■ **PROVIDED TEXT**:
::::::::::

Re: AW: Running NAMD on Forge (CUDA)

From: Gianluca Interlandi (gianluca_at_u.washington.edu)
Date: Fri Jul 13 2012 - 01:35:49 CDT

Hi Norman,

> What value do you use for fullelectfequency??

The default. I haven't set it.

> How many GPUs are there per node in this cluster?

6

> What kind of interconnect?

Infiniband.

Here are all specs:

http://www.ncsa.illinois.edu/UserInfo/Resources/Hardware/DellNVIDIACluster/TechSummary/index.html

Thanks,

      Gianluca

> Norman Geist.
>
>> -----Ursprüngliche Nachricht-----
>> Von: owner-namd-l_at_ks.uiuc.edu [mailto:owner-namd-l_at_ks.uiuc.edu] Im
>> Auftrag von Gianluca Interlandi
>> Gesendet: Freitag, 13. Juli 2012 00:26
>> An: Aron Broom
>> Cc: NAMD list
>> Betreff: Re: namd-l: Running NAMD on Forge (CUDA)
>>
>> Yes, I was totally surprised, too. I also ran a non-CUDA job on Forge
>> using 16 CPUs. I got 0.122076 s/step, which is 16% slower than using
>> the 6
>> GPUs (0.1 s/step) and a bit slower than 0.10932 s/step that I get on
>> Trestles using 16 cores. This difference might be statistical
>> fluctuations
>> though (or configuration setup) since Forge and Trestles have the exact
>> same CPU, i.e., eight-core 2.4 GHz Magny-Cours.

::::::::::

■ **EXTRACTED MATERIAL**:
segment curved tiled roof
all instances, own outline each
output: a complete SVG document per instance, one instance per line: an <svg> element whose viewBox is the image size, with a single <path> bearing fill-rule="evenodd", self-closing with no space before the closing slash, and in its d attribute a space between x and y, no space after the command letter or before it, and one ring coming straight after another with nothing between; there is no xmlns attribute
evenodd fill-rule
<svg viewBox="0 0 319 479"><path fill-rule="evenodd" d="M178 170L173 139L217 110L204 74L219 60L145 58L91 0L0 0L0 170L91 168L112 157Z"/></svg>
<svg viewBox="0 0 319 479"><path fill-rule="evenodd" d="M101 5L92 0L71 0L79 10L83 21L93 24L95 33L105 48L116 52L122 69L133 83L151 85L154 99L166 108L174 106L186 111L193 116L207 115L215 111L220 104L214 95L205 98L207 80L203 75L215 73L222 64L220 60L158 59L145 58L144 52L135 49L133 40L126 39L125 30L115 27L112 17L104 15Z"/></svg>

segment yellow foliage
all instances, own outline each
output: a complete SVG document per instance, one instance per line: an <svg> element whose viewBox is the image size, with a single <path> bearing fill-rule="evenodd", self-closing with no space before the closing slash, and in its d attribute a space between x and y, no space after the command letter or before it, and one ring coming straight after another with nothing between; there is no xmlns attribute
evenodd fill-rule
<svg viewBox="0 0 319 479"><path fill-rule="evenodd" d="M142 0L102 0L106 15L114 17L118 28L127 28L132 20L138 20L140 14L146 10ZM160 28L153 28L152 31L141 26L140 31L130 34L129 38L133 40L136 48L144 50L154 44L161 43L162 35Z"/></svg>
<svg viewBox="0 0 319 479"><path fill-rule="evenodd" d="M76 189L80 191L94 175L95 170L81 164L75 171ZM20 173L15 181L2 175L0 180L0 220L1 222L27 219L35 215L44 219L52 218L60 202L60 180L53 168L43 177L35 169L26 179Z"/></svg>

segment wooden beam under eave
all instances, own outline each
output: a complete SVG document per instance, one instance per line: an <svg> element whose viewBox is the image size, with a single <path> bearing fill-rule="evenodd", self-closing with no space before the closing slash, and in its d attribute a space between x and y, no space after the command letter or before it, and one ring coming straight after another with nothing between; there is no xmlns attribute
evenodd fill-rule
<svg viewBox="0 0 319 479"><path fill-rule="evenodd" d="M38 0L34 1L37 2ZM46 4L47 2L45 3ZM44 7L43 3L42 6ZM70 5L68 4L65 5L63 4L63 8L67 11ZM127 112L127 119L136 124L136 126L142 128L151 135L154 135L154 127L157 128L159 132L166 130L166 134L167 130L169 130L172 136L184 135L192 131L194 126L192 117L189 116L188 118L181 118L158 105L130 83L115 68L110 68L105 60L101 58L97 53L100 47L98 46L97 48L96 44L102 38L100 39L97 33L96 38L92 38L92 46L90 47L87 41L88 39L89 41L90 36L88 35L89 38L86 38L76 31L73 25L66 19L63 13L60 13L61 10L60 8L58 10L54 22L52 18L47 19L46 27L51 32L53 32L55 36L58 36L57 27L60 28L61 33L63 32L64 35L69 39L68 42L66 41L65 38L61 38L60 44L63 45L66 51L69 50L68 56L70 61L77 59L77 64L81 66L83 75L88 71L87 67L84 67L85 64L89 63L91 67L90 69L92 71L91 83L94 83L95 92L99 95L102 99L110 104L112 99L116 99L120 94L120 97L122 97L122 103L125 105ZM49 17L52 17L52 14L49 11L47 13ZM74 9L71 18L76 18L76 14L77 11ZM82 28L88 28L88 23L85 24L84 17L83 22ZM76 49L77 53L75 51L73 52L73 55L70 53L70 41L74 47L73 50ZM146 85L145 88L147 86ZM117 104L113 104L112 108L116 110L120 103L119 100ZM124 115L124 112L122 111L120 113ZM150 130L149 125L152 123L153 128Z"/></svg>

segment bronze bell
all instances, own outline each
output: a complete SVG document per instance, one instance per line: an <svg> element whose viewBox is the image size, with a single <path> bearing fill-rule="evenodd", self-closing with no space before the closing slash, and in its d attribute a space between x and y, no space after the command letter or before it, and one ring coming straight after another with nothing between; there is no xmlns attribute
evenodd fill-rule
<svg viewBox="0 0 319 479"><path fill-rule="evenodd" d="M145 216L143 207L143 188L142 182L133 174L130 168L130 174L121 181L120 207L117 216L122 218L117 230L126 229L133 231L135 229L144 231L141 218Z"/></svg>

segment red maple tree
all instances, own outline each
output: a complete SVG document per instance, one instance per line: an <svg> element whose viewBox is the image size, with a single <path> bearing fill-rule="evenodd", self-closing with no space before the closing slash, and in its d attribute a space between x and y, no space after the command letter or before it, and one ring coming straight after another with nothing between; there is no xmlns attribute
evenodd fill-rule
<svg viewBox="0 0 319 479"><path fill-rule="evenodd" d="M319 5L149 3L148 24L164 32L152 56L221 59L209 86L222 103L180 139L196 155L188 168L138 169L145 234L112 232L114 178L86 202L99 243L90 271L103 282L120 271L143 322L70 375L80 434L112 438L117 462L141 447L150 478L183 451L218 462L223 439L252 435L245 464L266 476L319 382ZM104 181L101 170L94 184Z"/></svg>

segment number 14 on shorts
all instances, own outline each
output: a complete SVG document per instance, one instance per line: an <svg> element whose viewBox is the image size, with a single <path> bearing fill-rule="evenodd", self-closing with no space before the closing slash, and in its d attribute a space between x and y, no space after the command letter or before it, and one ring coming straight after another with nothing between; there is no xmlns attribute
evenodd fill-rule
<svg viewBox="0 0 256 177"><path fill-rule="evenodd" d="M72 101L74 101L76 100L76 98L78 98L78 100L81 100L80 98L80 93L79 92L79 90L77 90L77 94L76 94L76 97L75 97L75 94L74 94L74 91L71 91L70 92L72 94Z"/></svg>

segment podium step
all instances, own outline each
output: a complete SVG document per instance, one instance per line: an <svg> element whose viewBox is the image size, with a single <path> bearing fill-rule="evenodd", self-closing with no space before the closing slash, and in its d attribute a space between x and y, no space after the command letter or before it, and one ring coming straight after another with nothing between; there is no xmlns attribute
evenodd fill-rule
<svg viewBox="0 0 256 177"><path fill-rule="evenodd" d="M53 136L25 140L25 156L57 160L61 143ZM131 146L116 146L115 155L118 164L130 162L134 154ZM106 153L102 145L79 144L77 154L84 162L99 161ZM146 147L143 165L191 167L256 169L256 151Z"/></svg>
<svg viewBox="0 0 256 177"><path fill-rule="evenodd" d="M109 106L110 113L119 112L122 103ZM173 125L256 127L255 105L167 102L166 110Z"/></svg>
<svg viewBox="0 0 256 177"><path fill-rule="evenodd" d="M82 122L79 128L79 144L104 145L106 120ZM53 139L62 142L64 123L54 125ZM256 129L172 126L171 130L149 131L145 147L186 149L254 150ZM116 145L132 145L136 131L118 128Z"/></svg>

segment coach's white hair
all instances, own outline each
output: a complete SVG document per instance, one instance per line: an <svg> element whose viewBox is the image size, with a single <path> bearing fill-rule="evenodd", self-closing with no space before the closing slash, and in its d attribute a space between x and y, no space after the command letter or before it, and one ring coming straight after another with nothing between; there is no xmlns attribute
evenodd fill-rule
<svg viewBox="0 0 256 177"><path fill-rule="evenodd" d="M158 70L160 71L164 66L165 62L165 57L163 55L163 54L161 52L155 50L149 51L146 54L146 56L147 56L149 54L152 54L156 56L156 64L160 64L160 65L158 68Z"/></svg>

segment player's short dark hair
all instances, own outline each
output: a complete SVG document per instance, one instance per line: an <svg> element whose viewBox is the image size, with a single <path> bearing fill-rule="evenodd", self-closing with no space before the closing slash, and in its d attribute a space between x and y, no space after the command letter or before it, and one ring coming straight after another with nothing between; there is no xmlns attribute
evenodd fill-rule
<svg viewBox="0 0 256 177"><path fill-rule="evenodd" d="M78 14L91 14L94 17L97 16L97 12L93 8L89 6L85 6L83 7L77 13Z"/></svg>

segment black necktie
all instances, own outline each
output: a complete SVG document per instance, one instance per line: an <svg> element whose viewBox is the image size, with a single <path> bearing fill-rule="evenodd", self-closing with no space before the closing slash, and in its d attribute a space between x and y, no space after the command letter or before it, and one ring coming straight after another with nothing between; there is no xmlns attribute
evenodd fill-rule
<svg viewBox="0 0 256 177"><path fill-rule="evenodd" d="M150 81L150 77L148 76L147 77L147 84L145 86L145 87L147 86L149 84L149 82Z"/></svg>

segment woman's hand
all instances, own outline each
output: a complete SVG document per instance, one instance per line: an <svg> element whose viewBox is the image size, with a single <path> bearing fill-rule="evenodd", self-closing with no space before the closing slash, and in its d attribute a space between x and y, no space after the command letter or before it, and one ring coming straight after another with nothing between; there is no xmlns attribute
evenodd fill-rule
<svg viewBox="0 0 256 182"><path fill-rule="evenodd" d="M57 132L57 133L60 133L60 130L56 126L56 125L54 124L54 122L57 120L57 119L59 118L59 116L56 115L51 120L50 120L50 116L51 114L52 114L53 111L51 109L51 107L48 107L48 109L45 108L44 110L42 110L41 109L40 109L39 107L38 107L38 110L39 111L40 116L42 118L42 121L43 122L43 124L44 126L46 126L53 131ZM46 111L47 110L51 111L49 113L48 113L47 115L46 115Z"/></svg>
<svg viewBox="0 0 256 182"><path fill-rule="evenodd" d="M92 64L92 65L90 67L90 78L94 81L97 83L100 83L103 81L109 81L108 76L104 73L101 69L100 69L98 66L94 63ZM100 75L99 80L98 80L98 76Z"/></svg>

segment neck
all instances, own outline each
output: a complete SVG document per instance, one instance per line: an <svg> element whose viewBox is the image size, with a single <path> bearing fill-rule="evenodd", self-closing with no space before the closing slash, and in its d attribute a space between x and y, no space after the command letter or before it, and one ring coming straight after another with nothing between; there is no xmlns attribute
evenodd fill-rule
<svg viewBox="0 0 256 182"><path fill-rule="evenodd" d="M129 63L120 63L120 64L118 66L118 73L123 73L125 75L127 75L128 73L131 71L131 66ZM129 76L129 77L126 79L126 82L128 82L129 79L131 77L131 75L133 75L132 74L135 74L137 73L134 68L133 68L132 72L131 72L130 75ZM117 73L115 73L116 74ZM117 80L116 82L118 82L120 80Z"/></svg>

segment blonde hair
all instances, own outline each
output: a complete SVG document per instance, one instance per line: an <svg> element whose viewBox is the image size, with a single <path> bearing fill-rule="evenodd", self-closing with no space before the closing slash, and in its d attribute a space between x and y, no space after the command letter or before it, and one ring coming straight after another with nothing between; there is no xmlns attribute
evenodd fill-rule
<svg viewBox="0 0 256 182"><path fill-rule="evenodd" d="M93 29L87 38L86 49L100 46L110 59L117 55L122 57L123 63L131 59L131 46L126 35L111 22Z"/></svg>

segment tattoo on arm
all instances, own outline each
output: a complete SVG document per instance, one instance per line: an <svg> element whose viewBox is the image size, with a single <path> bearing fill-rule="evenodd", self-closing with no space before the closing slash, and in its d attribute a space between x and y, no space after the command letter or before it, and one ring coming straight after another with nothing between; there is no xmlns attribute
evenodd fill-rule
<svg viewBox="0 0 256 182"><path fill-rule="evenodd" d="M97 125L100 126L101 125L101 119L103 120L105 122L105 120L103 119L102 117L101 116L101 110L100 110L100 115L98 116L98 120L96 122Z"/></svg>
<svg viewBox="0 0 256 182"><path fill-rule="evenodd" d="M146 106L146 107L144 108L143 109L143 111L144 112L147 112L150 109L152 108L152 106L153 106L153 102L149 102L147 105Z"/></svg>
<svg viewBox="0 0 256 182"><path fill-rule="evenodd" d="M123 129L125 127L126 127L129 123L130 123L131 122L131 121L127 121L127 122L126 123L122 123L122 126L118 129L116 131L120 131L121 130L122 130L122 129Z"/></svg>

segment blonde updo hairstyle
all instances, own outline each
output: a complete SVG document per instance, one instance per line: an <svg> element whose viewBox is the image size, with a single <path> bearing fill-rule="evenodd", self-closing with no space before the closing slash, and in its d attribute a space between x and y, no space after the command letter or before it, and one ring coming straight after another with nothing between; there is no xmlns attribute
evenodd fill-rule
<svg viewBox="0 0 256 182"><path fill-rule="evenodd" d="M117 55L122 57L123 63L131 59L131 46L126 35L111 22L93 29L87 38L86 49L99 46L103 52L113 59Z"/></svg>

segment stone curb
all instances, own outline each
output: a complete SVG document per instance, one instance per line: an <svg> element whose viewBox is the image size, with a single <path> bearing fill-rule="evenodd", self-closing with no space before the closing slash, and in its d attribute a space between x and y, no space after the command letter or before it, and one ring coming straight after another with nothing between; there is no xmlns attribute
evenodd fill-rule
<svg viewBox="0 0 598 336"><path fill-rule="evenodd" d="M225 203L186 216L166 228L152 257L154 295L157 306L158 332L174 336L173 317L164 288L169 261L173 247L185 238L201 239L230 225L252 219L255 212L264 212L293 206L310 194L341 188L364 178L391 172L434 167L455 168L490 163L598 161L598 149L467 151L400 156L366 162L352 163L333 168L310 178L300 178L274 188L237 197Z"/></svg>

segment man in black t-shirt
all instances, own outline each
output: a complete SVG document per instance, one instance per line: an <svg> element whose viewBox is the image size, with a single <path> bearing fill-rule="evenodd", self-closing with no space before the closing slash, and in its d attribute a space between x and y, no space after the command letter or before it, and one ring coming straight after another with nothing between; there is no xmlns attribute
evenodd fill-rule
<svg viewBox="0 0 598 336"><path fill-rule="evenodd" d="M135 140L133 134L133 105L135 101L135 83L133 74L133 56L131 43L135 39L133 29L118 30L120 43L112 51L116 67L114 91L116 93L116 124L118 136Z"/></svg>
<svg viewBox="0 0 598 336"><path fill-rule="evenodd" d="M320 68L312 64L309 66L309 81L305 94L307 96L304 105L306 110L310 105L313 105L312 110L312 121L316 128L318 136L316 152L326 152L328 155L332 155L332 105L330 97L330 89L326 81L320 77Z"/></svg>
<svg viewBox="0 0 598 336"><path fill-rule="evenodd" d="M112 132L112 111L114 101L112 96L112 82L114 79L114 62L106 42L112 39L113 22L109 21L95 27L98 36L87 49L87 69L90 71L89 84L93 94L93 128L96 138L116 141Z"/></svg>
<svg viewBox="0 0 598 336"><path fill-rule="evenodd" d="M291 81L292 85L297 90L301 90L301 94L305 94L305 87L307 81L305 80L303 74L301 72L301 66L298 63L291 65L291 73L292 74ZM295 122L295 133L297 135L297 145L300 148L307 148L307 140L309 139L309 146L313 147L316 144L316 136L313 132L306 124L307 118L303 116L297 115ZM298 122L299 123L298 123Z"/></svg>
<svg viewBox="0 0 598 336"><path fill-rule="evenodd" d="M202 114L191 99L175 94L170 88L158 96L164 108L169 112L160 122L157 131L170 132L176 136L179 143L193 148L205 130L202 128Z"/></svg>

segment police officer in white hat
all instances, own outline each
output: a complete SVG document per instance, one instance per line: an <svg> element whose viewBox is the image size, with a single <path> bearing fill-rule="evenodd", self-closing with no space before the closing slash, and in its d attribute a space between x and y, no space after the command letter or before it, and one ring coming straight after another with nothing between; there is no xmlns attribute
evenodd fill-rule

::::::::::

■ **EXERCISE 1**: In the NAMD thread, what kind of interconnect does the cluster use?
■ **EXERCISE 2**: Output the stretch of the NAMD thread from "Date: Fri Jul" through "in this cluster?", copied word for word.
Answer using only the NAMD thread, not the rows.

■ **TASK ANSWER 1**: Infiniband.

■ **TASK ANSWER 2**:
Date: Fri Jul 13 2012 - 01:35:49 CDT

Hi Norman,

> What value do you use for fullelectfequency??

The default. I haven't set it.

> How many GPUs are there per node in this cluster?